WORK TO COMPLETE:
Pull out every line of the data below that contains the string "building", and copy each such line in full.

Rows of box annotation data
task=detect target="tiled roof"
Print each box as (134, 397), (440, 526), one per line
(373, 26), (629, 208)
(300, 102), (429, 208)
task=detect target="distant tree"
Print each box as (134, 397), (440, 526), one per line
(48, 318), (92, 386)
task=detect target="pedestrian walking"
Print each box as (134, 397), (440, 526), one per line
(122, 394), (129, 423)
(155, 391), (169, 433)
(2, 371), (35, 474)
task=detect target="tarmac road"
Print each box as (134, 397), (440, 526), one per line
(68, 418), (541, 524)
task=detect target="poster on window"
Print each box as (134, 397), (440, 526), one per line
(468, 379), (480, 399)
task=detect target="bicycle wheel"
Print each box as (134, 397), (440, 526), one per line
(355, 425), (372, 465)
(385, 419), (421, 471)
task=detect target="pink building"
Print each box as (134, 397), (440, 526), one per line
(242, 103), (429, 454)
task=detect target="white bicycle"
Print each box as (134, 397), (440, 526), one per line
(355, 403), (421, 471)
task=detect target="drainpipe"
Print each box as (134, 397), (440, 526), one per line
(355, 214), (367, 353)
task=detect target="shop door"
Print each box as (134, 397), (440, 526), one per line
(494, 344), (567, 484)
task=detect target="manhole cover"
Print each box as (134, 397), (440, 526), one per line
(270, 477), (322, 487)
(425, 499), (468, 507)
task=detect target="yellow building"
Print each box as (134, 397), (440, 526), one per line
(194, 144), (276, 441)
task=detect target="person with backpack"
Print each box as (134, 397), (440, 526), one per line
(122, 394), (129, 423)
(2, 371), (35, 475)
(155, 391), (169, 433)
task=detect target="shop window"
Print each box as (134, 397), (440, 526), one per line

EXERCISE SOLUTION:
task=detect target="pink building"
task=detect target="yellow building"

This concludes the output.